Set down every item below word for word, and leave the pictures out of your copy.

[Start PROVIDED ENTRIES]

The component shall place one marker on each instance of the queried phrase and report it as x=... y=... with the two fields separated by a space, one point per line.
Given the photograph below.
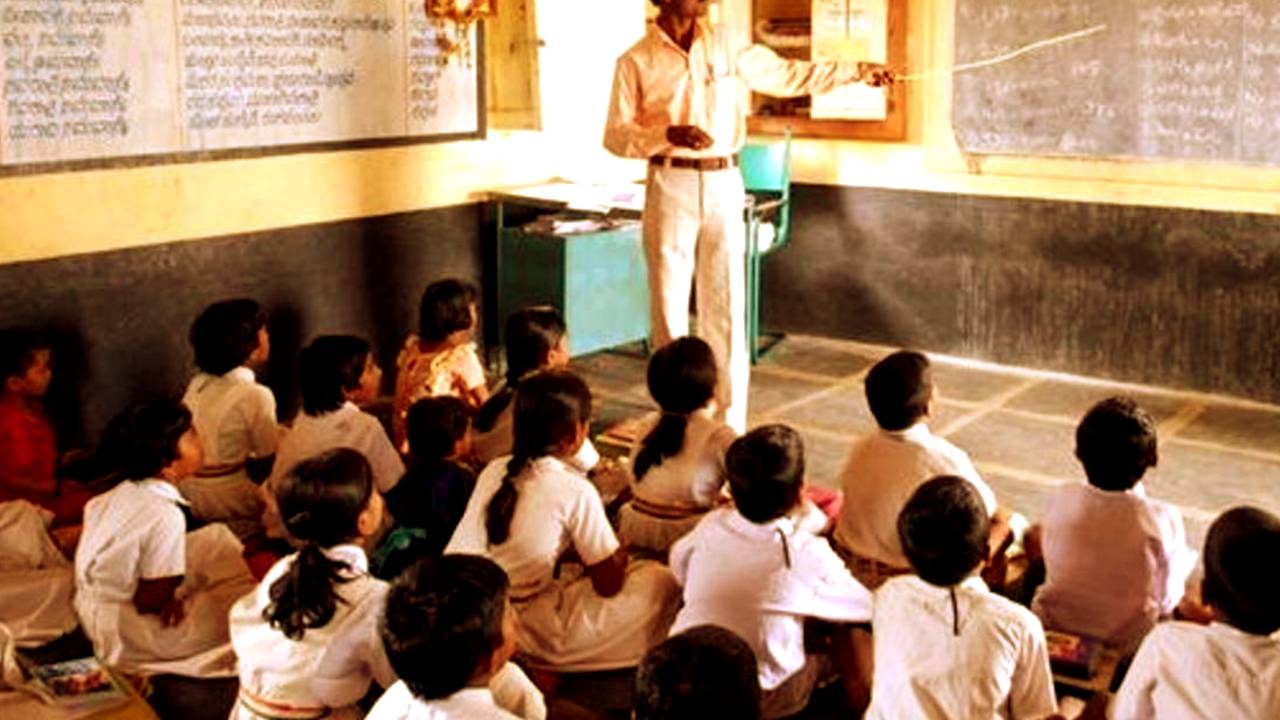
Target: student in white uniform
x=885 y=468
x=233 y=414
x=1232 y=666
x=679 y=465
x=529 y=511
x=307 y=637
x=449 y=629
x=945 y=645
x=150 y=595
x=1115 y=560
x=750 y=569
x=337 y=374
x=705 y=671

[End PROVIDED ENTRIES]

**ANSWER TO THE EXERCISE:**
The component shall place one marker on each instance of the queried phrase and report it as x=... y=... with the two fields separated by a space, one point per line.
Given the photograph below.
Target: student in white uniform
x=885 y=468
x=233 y=414
x=1232 y=666
x=679 y=465
x=529 y=511
x=307 y=637
x=449 y=629
x=945 y=645
x=150 y=595
x=1115 y=560
x=750 y=569
x=337 y=374
x=705 y=671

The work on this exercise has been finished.